- YOUR OBJECTIVE
Each line of the records below that includes "brown" adds one to the count; state the final count by itself.

- DATA EXTRACTS
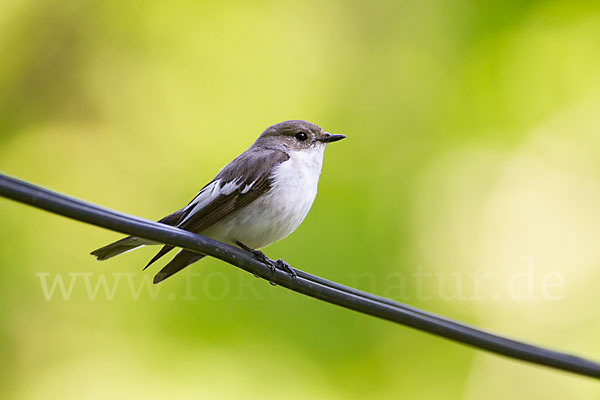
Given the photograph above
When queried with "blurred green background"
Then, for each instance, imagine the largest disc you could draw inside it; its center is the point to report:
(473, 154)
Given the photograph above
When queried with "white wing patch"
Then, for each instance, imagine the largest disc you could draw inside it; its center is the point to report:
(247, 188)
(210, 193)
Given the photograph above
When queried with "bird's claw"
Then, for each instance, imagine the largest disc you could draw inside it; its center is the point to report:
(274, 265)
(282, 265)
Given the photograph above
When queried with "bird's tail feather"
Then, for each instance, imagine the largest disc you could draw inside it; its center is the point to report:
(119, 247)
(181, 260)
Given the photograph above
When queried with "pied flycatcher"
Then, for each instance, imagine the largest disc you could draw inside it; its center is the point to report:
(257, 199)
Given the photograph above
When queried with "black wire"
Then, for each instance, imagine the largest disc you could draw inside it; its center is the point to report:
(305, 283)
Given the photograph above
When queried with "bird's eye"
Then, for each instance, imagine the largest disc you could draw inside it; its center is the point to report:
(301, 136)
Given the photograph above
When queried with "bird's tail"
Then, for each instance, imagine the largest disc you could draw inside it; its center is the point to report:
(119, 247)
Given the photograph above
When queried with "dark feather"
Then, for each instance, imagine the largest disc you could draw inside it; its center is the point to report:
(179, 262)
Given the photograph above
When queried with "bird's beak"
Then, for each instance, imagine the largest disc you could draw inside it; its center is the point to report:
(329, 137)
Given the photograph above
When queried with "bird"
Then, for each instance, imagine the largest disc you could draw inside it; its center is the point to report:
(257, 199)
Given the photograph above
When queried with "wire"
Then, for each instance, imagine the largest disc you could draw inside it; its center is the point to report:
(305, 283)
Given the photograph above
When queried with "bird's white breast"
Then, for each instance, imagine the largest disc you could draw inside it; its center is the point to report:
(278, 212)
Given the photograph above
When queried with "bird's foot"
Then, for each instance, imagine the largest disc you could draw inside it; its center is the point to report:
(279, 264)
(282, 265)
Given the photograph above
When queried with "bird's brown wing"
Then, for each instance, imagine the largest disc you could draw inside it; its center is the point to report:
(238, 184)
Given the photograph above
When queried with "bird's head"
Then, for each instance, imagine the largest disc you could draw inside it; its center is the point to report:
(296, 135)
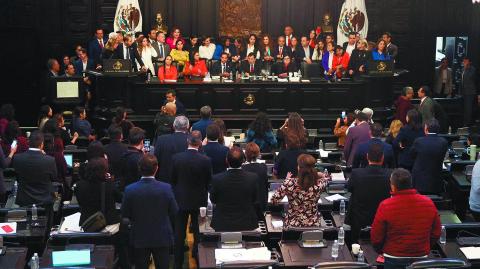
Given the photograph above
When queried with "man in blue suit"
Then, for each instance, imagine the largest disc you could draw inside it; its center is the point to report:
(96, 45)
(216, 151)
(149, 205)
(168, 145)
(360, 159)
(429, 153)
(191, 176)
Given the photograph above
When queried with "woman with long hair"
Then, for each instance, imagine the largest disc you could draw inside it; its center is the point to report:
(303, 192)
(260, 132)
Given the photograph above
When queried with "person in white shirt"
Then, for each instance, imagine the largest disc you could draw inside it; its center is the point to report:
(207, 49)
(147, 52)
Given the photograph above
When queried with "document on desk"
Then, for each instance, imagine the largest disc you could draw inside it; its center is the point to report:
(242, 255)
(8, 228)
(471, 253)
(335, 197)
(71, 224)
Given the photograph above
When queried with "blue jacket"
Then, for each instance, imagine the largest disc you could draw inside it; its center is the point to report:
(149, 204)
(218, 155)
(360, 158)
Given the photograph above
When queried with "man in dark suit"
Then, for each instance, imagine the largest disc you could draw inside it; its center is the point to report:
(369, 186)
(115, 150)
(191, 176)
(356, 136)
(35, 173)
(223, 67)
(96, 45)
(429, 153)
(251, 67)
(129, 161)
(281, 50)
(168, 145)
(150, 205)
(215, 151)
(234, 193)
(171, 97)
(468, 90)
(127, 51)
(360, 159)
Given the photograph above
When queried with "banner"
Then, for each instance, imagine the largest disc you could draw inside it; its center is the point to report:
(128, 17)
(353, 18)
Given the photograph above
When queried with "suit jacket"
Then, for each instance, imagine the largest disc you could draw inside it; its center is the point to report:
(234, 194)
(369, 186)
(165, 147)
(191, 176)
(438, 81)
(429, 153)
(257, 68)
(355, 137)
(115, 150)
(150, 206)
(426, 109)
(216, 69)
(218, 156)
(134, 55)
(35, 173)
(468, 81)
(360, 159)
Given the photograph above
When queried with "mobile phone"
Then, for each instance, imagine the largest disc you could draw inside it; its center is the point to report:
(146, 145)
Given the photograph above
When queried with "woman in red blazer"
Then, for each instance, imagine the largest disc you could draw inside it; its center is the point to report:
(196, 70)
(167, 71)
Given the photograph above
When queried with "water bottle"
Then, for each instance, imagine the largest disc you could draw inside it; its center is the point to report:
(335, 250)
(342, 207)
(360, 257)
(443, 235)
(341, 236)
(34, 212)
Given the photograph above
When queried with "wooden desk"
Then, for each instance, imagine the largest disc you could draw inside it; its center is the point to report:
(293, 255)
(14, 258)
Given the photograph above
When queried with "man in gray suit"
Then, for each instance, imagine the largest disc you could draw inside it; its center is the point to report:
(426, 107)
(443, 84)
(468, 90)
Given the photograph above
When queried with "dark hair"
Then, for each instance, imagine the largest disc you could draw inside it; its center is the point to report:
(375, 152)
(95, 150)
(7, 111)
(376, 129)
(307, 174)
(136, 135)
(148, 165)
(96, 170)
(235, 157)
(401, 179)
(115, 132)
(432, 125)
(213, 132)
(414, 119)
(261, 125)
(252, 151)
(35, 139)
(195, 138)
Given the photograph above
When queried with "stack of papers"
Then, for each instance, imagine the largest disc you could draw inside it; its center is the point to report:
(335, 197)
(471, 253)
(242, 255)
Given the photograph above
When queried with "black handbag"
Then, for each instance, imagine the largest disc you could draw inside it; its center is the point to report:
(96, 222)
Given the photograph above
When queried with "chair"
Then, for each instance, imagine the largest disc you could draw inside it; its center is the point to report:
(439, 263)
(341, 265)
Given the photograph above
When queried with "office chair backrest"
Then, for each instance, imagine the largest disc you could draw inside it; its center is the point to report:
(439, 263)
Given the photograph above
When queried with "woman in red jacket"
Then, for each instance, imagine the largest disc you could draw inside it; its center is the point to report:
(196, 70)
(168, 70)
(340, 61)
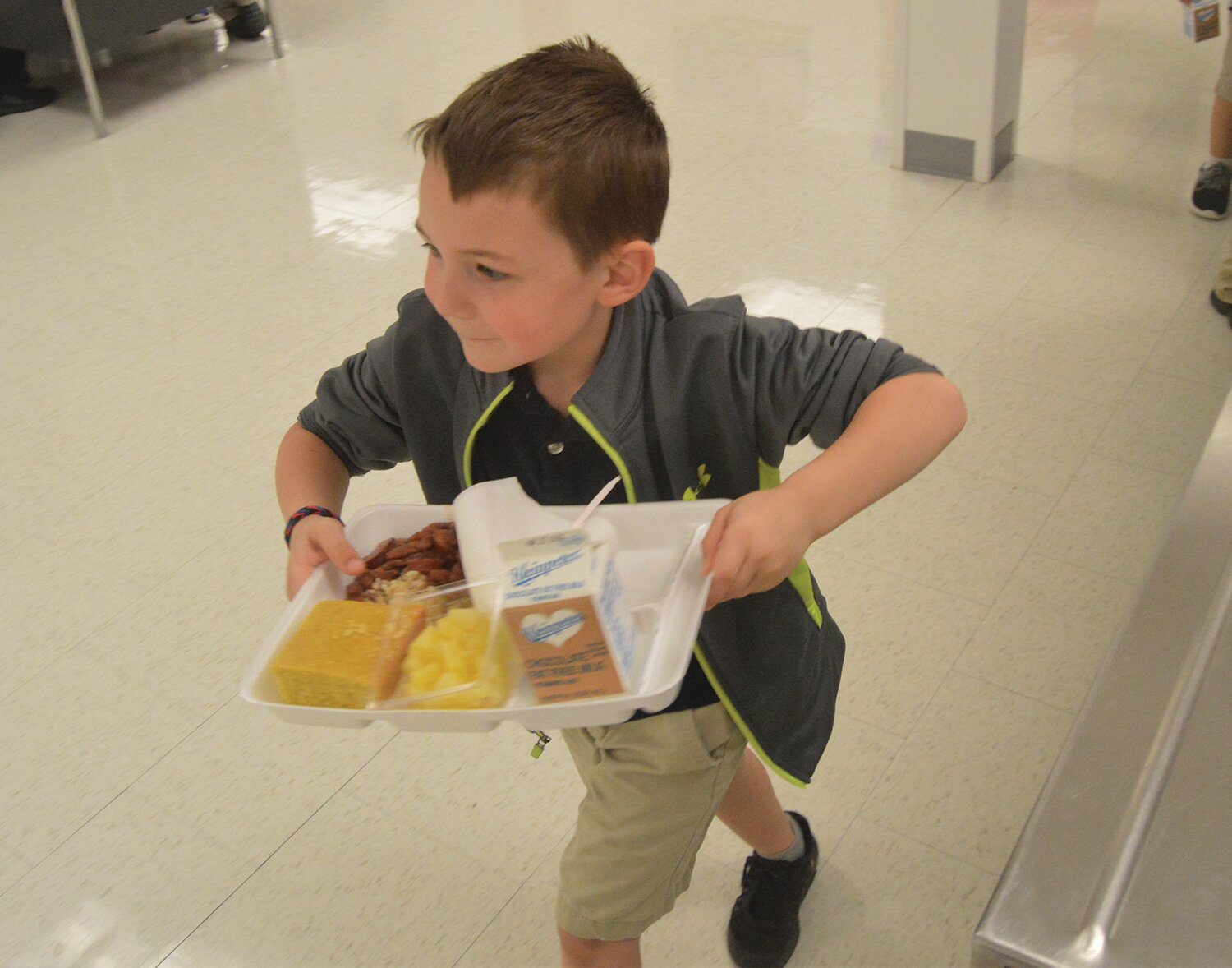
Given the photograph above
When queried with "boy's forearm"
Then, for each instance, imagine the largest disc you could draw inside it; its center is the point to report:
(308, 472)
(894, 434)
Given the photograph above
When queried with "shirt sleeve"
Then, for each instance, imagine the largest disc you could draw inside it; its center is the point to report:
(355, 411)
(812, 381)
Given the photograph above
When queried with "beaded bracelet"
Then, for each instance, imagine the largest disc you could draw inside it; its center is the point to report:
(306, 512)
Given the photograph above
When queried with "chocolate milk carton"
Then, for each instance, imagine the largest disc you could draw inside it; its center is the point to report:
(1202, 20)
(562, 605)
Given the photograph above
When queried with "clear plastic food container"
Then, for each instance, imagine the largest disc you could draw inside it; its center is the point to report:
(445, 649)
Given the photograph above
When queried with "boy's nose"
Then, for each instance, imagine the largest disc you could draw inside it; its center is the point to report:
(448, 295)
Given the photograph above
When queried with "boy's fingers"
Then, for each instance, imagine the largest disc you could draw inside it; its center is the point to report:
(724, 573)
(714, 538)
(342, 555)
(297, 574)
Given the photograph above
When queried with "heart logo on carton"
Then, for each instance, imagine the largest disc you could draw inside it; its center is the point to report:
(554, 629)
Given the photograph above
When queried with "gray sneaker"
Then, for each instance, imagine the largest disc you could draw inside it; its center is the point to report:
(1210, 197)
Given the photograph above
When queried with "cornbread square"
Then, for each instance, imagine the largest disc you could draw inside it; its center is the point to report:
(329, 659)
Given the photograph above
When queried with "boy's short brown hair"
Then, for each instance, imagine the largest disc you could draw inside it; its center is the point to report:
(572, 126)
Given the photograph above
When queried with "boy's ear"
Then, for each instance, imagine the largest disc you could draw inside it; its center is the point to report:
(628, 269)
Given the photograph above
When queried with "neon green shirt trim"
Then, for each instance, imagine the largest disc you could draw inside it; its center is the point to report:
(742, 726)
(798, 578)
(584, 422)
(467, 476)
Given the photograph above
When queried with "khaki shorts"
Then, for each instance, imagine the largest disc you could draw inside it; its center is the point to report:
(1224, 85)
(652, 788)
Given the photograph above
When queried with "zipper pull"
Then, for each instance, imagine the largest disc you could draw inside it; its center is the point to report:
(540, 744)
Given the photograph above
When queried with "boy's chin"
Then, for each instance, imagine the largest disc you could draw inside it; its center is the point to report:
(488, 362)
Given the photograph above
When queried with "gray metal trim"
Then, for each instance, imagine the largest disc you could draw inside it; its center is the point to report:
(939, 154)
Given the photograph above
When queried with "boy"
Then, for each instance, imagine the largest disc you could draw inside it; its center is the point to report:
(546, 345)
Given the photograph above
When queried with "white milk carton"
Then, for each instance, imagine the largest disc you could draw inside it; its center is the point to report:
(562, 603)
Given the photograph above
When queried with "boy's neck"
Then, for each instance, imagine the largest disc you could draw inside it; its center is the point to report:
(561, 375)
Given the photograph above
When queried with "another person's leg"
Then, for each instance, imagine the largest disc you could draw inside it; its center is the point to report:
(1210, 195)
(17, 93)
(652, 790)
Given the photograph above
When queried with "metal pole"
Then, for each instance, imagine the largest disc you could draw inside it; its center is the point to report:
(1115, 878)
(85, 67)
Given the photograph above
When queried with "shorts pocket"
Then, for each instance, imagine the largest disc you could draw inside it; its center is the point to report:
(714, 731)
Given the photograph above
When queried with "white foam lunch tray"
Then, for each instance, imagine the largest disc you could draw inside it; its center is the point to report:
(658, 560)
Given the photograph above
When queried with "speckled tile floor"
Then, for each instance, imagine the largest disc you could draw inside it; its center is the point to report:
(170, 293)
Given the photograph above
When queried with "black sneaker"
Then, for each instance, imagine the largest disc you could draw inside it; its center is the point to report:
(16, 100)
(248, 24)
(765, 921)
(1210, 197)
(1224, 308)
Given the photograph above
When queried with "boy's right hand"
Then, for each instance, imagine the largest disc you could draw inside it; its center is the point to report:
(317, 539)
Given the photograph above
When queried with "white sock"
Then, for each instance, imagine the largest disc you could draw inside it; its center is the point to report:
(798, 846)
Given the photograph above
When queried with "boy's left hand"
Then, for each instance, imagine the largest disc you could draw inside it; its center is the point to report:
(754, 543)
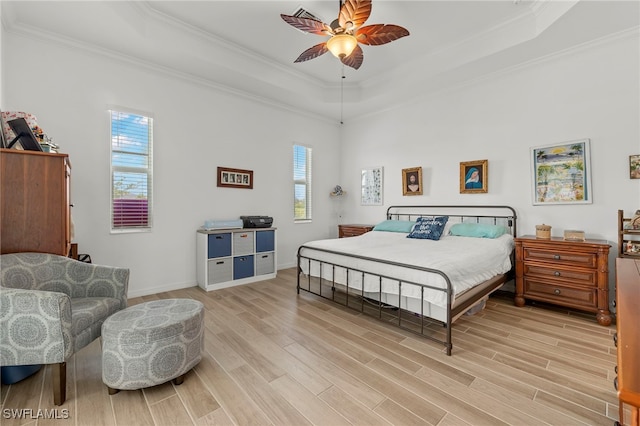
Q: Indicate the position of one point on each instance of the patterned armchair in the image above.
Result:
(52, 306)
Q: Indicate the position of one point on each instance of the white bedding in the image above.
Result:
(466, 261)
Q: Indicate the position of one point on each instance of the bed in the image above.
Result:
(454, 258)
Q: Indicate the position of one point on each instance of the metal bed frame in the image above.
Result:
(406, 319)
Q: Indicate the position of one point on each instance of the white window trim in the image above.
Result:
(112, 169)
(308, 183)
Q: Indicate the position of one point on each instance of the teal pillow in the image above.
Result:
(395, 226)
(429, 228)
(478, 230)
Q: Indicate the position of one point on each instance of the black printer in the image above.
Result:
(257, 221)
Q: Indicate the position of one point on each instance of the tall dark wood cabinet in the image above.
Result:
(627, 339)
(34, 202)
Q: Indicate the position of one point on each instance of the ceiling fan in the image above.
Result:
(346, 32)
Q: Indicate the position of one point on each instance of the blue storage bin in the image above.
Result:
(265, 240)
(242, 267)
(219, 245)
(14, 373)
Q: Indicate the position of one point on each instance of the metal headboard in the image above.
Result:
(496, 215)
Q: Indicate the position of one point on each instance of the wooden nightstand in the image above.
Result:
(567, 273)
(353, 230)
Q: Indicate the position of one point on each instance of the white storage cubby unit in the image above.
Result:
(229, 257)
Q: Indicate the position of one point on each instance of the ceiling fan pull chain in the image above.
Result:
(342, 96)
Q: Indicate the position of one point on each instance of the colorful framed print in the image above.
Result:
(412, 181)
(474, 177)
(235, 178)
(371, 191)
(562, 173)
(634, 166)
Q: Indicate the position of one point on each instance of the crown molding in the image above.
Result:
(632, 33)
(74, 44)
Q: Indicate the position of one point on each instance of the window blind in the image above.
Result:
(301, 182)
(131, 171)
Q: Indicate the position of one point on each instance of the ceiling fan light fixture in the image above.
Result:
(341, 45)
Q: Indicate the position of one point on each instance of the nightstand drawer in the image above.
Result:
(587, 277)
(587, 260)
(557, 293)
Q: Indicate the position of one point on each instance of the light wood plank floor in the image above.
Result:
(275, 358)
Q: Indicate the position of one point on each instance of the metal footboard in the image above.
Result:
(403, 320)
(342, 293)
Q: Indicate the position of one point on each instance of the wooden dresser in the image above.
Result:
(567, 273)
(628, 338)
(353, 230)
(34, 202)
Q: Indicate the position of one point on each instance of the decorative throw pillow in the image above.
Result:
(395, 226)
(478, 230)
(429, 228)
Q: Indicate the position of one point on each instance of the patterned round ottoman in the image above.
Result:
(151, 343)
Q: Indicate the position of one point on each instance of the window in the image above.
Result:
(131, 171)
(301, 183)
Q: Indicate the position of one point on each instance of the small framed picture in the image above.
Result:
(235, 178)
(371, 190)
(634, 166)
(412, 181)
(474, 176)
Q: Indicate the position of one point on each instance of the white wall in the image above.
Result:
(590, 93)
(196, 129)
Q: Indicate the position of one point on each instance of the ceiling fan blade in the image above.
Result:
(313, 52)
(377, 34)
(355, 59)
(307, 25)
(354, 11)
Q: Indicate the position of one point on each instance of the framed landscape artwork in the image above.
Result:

- PROBLEM SOLUTION
2